| Texto para leitura |
>>
No texto anterior mencionei como Watchmen começava já deixando claro os
temas que seriam centrais para sua narrativa e parecia usar um massacre étnico
real ocorrido nos Estados Unidos para falar do racismo institucional no país,
tentando fazer algumas relações entre isso e a iconografia dos super-heróis. Na
primeira parte analisei como, apesar das qualidades, os primeiros episódios não
deixavam muito claro exatamente até onde a série queria levar esses temas, mas,
conforme a temporada foi se desenvolvendo, se tornou possível ter um melhor
vislumbre do caminho que a narrativa queria seguir. Assim como na primeira
parte, aviso que o texto pode conter SPOILERS.
<<
| Enunciado da tarefa |
Responda, com base no texto sobre a série Watchmen:
(a) Que acontecimento real ocorrido nos Estados Unidos a série parecia usar para tratar do racismo institucional no país?
(b) Segundo a primeira parte da análise, o que os primeiros episódios não deixavam muito claro?
(c) O que, conforme o aviso final, o texto pode conter?

| Material |
>>
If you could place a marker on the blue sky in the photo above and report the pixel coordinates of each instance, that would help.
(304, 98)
<<
>>
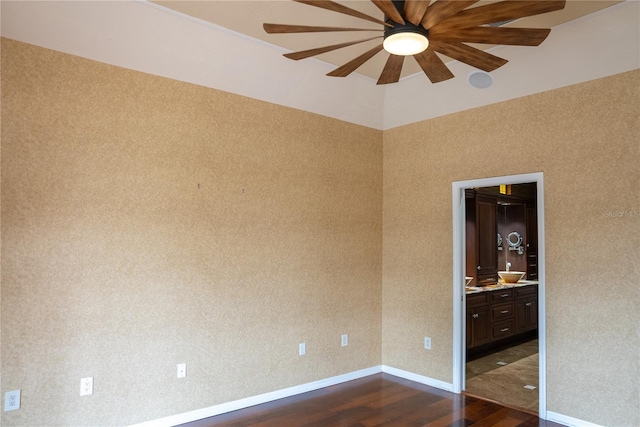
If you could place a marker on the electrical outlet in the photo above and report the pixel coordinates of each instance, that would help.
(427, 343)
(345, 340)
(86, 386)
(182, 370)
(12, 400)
<<
>>
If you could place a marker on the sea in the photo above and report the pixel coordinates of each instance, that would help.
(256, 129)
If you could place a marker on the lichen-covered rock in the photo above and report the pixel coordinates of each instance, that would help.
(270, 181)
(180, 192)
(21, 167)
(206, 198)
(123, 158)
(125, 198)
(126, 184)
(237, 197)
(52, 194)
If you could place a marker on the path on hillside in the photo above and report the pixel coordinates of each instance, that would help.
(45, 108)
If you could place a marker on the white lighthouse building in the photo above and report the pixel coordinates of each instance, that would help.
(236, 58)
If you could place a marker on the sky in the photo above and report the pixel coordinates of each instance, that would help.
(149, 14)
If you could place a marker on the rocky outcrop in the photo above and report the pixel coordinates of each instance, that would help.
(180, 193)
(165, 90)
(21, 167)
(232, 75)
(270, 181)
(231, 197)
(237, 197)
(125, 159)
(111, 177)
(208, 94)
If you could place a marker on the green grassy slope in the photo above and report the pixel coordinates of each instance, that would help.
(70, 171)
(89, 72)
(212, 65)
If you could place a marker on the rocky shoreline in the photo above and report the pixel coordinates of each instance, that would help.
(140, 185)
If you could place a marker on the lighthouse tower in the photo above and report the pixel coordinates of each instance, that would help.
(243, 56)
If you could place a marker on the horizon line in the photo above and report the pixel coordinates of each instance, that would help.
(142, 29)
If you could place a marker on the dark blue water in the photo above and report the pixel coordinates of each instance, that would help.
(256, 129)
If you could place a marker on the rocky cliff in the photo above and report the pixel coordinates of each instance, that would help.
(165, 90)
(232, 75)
<<
| Resolução |
(a) Um massacre étnico.
(b) Exatamente até onde a série queria levar esses temas.
(c) SPOILERS.